[Data entries]
----

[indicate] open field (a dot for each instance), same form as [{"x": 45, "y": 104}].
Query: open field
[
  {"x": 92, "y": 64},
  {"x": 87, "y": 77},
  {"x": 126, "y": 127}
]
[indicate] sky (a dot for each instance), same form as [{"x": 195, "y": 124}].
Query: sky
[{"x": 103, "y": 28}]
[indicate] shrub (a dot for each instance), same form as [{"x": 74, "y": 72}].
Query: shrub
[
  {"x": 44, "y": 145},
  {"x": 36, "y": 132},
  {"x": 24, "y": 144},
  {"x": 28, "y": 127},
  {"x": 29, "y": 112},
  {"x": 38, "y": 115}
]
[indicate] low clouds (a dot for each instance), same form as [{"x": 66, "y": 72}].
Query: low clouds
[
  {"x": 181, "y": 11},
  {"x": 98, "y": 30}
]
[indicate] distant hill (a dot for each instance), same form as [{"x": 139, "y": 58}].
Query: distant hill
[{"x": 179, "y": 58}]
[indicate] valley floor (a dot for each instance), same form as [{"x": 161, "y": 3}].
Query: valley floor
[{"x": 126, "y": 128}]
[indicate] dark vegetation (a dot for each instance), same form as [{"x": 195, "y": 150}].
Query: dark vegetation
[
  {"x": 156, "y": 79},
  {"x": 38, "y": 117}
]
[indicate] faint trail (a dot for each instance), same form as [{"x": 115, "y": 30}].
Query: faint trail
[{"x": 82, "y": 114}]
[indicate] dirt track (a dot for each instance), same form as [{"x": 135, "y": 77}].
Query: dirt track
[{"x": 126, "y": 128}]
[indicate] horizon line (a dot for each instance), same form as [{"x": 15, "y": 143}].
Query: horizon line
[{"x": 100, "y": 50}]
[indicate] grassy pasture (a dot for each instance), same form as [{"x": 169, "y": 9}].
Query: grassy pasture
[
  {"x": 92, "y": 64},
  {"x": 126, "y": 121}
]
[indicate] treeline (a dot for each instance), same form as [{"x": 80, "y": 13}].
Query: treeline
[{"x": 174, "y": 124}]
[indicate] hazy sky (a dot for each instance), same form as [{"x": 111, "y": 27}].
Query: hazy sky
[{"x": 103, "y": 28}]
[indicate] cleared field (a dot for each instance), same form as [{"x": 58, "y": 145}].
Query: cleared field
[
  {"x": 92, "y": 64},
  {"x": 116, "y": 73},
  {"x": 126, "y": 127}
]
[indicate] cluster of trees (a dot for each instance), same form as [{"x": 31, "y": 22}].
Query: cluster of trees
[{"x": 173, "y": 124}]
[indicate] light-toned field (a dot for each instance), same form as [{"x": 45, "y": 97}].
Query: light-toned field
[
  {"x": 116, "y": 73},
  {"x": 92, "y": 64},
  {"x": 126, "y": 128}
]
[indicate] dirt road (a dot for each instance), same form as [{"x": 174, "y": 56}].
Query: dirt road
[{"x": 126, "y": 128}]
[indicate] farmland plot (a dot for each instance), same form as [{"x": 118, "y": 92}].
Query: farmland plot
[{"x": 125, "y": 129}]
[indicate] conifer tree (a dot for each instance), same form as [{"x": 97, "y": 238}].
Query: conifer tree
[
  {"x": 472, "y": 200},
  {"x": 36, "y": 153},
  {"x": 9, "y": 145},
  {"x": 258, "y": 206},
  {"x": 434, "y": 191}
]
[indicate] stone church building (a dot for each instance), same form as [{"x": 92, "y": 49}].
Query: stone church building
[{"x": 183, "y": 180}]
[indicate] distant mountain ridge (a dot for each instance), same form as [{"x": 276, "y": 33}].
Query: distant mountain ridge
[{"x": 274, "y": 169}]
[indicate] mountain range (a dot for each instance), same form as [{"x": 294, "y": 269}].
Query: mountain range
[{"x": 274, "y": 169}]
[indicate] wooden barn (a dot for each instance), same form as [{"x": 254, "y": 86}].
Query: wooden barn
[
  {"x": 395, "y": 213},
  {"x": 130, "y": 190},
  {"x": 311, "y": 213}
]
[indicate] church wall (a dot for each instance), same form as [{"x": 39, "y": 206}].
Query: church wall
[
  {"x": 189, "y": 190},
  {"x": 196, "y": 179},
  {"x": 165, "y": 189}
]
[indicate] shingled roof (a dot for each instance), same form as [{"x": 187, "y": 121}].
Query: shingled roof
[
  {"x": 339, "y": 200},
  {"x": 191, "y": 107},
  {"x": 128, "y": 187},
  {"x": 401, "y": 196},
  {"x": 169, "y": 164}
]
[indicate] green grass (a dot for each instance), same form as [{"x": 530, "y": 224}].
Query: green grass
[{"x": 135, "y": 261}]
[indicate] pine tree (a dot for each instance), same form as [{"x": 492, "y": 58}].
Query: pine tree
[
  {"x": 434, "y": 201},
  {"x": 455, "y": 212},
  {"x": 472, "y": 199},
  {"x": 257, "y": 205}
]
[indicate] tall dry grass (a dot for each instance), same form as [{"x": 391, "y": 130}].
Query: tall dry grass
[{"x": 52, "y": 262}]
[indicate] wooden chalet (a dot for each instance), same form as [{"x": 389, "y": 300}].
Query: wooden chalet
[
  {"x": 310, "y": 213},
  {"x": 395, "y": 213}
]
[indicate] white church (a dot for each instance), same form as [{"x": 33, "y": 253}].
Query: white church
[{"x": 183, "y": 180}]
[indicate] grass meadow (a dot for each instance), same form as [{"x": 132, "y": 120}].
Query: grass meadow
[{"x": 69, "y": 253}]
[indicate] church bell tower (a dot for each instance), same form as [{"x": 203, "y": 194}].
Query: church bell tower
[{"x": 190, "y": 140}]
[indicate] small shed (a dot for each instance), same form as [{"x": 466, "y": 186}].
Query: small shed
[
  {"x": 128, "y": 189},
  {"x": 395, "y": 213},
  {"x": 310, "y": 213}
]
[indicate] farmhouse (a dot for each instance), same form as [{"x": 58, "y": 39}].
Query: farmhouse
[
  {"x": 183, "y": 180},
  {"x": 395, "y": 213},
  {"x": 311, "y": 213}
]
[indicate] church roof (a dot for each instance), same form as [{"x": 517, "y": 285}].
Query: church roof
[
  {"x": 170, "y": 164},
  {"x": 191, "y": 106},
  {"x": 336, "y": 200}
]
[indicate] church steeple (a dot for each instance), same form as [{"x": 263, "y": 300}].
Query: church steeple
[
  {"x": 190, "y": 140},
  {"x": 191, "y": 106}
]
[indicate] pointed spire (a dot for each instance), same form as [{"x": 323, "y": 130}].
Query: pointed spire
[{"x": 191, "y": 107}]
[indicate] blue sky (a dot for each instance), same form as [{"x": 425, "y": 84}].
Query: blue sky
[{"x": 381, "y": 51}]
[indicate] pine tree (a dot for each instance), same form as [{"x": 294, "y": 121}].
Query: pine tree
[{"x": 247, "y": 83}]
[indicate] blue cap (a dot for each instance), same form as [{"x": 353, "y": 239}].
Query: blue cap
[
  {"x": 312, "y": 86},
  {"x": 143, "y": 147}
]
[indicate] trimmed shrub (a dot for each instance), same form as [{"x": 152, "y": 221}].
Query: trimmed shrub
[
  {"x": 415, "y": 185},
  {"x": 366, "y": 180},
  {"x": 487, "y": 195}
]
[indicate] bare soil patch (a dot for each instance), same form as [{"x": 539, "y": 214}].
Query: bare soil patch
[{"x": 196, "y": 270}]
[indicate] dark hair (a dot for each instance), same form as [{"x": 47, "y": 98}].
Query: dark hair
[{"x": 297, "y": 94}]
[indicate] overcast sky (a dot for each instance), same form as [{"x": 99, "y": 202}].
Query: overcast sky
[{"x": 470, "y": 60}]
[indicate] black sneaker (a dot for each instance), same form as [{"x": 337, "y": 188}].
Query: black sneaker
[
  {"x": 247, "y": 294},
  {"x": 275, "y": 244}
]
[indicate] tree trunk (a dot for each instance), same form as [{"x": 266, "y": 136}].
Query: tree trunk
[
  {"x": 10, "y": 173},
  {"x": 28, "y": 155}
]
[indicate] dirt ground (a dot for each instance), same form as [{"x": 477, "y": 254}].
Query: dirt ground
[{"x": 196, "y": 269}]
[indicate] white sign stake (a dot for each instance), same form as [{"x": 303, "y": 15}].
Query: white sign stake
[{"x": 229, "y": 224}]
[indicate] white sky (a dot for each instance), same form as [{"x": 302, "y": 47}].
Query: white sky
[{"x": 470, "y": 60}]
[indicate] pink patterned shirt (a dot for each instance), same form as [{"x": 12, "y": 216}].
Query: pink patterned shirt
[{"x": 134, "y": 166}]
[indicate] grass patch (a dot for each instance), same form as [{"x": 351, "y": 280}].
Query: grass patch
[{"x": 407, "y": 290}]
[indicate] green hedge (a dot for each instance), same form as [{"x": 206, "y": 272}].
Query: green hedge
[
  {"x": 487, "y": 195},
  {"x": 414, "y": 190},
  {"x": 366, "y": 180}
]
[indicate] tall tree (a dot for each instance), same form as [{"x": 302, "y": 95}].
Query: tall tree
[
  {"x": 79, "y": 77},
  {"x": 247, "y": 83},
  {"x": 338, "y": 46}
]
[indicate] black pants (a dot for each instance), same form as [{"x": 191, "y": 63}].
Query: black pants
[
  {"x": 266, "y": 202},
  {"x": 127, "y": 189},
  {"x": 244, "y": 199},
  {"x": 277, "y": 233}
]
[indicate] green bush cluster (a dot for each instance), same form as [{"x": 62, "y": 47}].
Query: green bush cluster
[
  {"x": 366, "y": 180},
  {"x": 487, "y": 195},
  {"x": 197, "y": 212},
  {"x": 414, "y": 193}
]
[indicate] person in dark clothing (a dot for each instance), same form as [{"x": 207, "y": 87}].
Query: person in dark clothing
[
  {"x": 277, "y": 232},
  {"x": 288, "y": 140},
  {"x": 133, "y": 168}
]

----

→ **Given exercise**
Rewrite the records from the line containing "[indicate] dirt ground" through the last line, swapping "green hedge" for "hedgerow" and leaving everything else unchanged.

→ **Exercise response**
[indicate] dirt ground (a dot for each instance), same form as [{"x": 477, "y": 254}].
Query: dirt ground
[{"x": 196, "y": 269}]
[indicate] white sign stake (a dot for each instance), same form as [{"x": 303, "y": 15}].
Query: white sign stake
[{"x": 229, "y": 224}]
[indicate] white sky (a dot for each instance), same form as [{"x": 302, "y": 47}].
Query: white sky
[{"x": 470, "y": 60}]
[indicate] pink patterned shirt (a dot for each instance), same form as [{"x": 12, "y": 216}].
Query: pink patterned shirt
[{"x": 134, "y": 166}]
[indicate] grass patch (a dot for each instance), same form as [{"x": 351, "y": 280}].
Query: grass patch
[{"x": 407, "y": 290}]
[indicate] hedgerow (a dot for each instance), same form as [{"x": 206, "y": 272}].
Query: hedgerow
[
  {"x": 487, "y": 195},
  {"x": 414, "y": 190},
  {"x": 366, "y": 180}
]
[indicate] tall tree (a dot for each instance), same form as [{"x": 302, "y": 95}].
Query: tall tree
[
  {"x": 79, "y": 77},
  {"x": 247, "y": 83},
  {"x": 338, "y": 46}
]
[indicate] black pants (a dot for each instance), same form as [{"x": 191, "y": 63}].
Query: black pants
[
  {"x": 266, "y": 202},
  {"x": 127, "y": 189},
  {"x": 244, "y": 199},
  {"x": 277, "y": 233}
]
[indicate] green bush cluster (a dot for each instance), same form as [{"x": 62, "y": 47}].
Query: green bush cluster
[
  {"x": 366, "y": 180},
  {"x": 487, "y": 195},
  {"x": 197, "y": 212},
  {"x": 414, "y": 193}
]
[indicate] person in dark clothing (a dot for each instance), same form as [{"x": 207, "y": 87}].
Query: person in dark clothing
[
  {"x": 277, "y": 232},
  {"x": 288, "y": 140},
  {"x": 133, "y": 168}
]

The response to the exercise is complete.